■ **Required task**: Please rewrite every entry below with "Target" swapped for "Label" wherever it occurs, leaving everything else unchanged.
+++++
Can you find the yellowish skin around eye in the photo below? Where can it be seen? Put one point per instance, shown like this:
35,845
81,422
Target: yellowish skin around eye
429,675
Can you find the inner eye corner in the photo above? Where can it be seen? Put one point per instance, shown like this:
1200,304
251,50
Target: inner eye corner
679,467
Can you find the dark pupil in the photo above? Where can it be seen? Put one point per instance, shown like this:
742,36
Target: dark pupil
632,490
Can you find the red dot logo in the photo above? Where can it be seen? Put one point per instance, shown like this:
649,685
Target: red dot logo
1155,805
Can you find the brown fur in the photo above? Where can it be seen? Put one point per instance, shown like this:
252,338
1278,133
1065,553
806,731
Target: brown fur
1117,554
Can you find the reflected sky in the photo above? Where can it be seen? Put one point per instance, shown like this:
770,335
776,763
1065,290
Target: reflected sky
+++++
■ **Response for this exercise**:
Can you find the yellowish skin around eye in the photo below? Where can it be seen? Put one point per instance, shown like this:
35,845
81,422
Label: yellowish skin around eye
429,675
Can you find the inner eye corner in the photo above? Where can it be seen? Put one point per instance, shown like this:
1200,304
251,50
Label: inner eye corner
679,467
Can you find the dark pupil in the photo above? Where can it be seen? Put one point per instance, shown like this:
742,36
Label: dark pupil
632,490
Can you find the red dot logo in the photo above? Where can it be seen? Put one point per instance, shown like this:
649,685
Label: red dot logo
1155,805
Can you find the brown fur in the photo above? Where can it be seen? Put one point per instance, shown like this:
252,338
1278,133
1065,553
806,731
Label: brown fur
1117,554
Can you find the reflected sky in the photo above? Where can it be seen? Put one point per instance, shown like this:
770,335
776,763
1065,290
Label: reflected sky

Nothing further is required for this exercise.